■ Requirements ■
Please set out the lines from the start of the items through the line containing "x=289 y=364", inclusive, as a Markdown table with the columns "Row" and "Line". Give each line its row number and leave out blank lines.
_ _ _ _
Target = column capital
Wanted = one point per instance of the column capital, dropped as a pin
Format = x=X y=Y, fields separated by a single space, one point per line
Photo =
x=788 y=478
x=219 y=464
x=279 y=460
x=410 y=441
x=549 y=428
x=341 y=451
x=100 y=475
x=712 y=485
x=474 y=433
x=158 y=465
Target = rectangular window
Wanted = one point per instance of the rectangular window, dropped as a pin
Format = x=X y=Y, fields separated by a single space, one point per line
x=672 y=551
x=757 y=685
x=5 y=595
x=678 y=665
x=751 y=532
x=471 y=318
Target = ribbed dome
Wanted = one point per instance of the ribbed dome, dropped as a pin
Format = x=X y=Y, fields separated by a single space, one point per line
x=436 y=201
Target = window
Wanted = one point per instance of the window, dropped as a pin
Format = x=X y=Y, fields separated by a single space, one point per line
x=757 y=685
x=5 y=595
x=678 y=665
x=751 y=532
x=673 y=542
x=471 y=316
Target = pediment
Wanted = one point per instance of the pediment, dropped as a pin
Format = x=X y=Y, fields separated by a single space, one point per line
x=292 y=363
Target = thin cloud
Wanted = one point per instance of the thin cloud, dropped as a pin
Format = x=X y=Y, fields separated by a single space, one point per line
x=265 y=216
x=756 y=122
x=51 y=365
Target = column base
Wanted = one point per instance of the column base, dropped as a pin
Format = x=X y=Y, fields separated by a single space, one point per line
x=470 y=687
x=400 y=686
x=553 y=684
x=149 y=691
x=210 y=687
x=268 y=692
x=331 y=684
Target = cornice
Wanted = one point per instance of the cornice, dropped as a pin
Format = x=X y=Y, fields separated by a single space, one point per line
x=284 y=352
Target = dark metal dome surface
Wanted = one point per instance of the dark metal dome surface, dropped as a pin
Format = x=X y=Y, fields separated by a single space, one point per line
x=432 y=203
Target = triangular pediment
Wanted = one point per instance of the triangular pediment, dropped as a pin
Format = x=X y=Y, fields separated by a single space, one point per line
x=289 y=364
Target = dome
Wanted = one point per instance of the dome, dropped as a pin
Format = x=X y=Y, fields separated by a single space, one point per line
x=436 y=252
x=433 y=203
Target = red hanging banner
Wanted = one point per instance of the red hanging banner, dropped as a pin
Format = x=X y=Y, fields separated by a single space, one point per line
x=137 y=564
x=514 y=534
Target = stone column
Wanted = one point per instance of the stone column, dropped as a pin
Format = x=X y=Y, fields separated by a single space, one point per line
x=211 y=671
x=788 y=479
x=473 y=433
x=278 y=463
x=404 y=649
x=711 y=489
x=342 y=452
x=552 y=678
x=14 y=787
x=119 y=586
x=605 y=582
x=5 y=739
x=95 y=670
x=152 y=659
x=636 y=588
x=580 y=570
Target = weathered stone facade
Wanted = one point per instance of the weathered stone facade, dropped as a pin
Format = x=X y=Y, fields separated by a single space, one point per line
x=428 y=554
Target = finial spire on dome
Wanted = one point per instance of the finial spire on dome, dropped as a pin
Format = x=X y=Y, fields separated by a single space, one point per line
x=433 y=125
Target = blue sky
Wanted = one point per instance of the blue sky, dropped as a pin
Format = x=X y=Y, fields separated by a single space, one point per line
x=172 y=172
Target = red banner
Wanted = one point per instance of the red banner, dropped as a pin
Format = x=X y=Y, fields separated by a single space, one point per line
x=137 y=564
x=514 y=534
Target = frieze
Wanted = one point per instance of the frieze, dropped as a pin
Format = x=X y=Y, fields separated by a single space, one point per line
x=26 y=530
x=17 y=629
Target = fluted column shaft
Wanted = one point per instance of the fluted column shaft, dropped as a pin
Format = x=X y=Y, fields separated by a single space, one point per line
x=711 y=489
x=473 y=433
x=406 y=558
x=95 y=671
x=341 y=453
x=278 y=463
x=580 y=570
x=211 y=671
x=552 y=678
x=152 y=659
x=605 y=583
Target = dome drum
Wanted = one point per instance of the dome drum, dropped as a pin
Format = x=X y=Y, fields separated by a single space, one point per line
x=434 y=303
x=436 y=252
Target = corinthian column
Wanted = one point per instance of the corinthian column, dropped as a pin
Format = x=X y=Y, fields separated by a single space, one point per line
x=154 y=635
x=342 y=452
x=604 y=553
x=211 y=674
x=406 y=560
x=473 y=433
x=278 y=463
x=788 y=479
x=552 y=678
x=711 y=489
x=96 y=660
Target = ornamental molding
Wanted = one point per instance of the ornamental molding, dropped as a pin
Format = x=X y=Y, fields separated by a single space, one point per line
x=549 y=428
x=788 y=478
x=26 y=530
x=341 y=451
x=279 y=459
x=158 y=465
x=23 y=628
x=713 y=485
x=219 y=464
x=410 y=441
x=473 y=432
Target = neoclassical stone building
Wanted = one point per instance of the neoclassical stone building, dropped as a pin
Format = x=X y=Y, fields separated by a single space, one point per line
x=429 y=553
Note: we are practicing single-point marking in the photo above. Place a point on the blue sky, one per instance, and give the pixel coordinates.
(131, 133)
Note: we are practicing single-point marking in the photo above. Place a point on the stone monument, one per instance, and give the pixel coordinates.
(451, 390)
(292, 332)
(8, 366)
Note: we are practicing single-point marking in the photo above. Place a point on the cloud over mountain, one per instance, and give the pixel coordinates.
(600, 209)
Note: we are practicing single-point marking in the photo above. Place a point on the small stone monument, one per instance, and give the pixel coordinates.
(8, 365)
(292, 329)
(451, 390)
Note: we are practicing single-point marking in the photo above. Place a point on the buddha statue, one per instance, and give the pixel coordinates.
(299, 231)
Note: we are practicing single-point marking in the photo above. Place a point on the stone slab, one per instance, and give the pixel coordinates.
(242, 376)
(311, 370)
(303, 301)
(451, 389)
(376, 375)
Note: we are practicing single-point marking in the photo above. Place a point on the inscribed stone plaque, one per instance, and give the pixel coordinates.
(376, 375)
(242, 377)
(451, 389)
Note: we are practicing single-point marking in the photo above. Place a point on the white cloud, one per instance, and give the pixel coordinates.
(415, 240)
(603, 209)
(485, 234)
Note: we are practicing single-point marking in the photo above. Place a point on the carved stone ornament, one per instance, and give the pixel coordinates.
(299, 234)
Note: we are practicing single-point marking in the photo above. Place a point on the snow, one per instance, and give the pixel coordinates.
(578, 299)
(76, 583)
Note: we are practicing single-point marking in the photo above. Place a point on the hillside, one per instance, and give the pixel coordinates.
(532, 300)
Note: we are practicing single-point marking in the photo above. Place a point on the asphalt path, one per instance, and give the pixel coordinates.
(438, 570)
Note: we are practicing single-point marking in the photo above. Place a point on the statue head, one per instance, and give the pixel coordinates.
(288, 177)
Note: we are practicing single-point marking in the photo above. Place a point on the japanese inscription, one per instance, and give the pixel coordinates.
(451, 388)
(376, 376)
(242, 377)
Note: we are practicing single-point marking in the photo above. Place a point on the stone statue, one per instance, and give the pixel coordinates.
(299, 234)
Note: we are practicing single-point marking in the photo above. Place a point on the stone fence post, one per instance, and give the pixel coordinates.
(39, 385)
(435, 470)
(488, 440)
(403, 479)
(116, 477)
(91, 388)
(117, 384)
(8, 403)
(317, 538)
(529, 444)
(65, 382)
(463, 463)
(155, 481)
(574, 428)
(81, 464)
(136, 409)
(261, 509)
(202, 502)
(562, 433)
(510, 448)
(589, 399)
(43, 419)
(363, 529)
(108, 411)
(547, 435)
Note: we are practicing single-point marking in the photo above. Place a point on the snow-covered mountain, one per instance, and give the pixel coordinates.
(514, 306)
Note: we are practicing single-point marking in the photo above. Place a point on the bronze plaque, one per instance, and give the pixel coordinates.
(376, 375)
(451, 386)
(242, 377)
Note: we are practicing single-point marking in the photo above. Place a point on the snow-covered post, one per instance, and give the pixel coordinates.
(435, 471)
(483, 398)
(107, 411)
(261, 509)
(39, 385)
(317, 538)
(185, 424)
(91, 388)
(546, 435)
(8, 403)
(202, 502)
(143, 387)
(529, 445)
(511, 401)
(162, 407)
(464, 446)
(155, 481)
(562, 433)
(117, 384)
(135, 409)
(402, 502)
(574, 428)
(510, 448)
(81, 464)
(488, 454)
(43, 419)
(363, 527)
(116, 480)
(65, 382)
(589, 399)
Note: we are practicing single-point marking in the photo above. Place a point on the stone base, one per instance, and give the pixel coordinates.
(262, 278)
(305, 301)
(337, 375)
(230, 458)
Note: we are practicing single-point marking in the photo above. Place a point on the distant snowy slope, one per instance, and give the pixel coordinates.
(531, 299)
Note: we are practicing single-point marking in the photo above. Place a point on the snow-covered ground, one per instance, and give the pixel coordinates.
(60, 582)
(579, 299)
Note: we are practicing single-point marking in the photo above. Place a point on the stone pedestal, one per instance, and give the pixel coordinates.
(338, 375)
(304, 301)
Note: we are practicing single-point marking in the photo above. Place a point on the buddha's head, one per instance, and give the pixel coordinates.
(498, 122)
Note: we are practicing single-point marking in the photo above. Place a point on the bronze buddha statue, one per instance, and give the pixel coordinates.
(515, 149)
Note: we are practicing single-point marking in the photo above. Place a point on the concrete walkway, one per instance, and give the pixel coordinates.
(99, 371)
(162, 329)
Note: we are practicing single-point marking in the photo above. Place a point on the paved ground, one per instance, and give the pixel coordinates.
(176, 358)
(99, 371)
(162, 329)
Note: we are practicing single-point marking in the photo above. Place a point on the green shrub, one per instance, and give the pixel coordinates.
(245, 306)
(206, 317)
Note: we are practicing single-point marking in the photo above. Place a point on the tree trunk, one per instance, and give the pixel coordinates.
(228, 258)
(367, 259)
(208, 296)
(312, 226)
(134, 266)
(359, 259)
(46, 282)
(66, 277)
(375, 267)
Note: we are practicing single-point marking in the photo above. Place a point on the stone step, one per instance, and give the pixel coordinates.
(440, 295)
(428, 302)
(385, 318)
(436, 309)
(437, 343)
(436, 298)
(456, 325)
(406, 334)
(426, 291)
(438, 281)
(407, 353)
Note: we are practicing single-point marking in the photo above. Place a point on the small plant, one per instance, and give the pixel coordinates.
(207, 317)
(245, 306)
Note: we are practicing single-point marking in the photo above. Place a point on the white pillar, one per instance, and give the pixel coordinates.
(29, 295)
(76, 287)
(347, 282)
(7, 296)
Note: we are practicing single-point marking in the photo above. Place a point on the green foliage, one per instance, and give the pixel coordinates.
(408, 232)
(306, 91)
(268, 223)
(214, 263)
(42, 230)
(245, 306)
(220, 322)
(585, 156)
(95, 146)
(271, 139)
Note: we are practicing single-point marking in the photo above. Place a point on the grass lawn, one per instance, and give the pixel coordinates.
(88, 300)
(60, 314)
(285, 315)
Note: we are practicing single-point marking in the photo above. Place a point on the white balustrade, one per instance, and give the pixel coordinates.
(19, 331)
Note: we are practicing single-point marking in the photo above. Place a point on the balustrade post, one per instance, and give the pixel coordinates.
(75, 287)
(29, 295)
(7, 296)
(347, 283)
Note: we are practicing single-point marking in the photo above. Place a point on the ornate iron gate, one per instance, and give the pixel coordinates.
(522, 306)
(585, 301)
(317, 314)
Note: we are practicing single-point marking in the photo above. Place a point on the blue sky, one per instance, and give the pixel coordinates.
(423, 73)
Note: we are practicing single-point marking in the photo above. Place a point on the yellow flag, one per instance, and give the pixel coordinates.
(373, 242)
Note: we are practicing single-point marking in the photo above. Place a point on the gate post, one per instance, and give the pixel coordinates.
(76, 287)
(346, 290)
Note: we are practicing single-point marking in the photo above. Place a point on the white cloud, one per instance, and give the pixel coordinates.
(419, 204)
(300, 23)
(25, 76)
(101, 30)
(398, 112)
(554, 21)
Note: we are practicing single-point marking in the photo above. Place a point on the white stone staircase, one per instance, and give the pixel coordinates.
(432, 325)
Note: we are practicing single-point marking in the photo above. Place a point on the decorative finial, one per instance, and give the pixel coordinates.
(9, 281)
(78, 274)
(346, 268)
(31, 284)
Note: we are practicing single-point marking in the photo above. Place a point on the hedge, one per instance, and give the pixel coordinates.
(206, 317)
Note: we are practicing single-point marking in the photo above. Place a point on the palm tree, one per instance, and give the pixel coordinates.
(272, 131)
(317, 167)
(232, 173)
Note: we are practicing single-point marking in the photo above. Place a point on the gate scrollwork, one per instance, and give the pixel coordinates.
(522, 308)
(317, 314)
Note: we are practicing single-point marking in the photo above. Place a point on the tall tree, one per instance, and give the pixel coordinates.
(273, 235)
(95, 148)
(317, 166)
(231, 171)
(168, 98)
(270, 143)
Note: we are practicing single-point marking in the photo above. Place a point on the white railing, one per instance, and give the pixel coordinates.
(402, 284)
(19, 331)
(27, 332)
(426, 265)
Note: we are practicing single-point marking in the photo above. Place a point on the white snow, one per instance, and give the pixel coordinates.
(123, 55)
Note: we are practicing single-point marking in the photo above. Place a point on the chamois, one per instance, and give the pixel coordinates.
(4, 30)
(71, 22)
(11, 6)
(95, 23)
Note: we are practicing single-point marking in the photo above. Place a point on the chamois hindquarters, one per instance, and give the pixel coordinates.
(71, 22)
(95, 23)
_ _ _ _
■ In response ■
| Row | Line |
|---|---|
| 1 | Target = column capital |
| 2 | Wanted = one point per instance of the column capital, dropped as a pin |
| 3 | Format = x=X y=Y, fields separated by a single space, one point per line |
| 4 | Photo = |
| 5 | x=788 y=478 |
| 6 | x=219 y=464 |
| 7 | x=279 y=460 |
| 8 | x=410 y=441 |
| 9 | x=549 y=428 |
| 10 | x=341 y=451 |
| 11 | x=100 y=475 |
| 12 | x=712 y=485 |
| 13 | x=474 y=433 |
| 14 | x=158 y=465 |
| 15 | Target = rectangular window |
| 16 | Wanted = one point per instance of the rectangular window, dropped as a pin |
| 17 | Format = x=X y=Y, fields separated by a single space, one point per line |
| 18 | x=672 y=551 |
| 19 | x=757 y=685 |
| 20 | x=5 y=595 |
| 21 | x=678 y=665 |
| 22 | x=751 y=532 |
| 23 | x=471 y=318 |
| 24 | Target = ribbed dome |
| 25 | Wanted = one point per instance of the ribbed dome, dropped as a pin |
| 26 | Format = x=X y=Y, fields separated by a single space, one point per line |
| 27 | x=436 y=201 |
| 28 | Target = window |
| 29 | Wanted = one point per instance of the window, dropped as a pin |
| 30 | Format = x=X y=Y, fields separated by a single space, one point per line |
| 31 | x=757 y=685 |
| 32 | x=5 y=595 |
| 33 | x=678 y=665 |
| 34 | x=751 y=532 |
| 35 | x=673 y=542 |
| 36 | x=471 y=316 |
| 37 | Target = pediment |
| 38 | Wanted = one point per instance of the pediment, dropped as a pin |
| 39 | Format = x=X y=Y, fields separated by a single space, one point per line |
| 40 | x=292 y=363 |
| 41 | Target = thin cloud |
| 42 | Wanted = one point per instance of the thin cloud, dropped as a pin |
| 43 | Format = x=X y=Y, fields separated by a single space, one point per line |
| 44 | x=265 y=216 |
| 45 | x=756 y=122 |
| 46 | x=51 y=365 |
| 47 | Target = column base |
| 48 | Wanted = one point per instance of the column base, dropped as a pin |
| 49 | Format = x=X y=Y, fields separated by a single space, one point per line |
| 50 | x=470 y=687 |
| 51 | x=400 y=686 |
| 52 | x=553 y=684 |
| 53 | x=149 y=691 |
| 54 | x=210 y=687 |
| 55 | x=268 y=692 |
| 56 | x=331 y=684 |
| 57 | Target = cornice |
| 58 | Wanted = one point per instance of the cornice, dropped as a pin |
| 59 | Format = x=X y=Y, fields separated by a single space, one point per line |
| 60 | x=284 y=352 |
| 61 | Target = dark metal dome surface |
| 62 | Wanted = one point per instance of the dark metal dome surface, dropped as a pin |
| 63 | Format = x=X y=Y, fields separated by a single space, one point per line |
| 64 | x=432 y=203 |
| 65 | Target = triangular pediment |
| 66 | Wanted = one point per instance of the triangular pediment, dropped as a pin |
| 67 | Format = x=X y=Y, fields separated by a single space, one point per line |
| 68 | x=289 y=364 |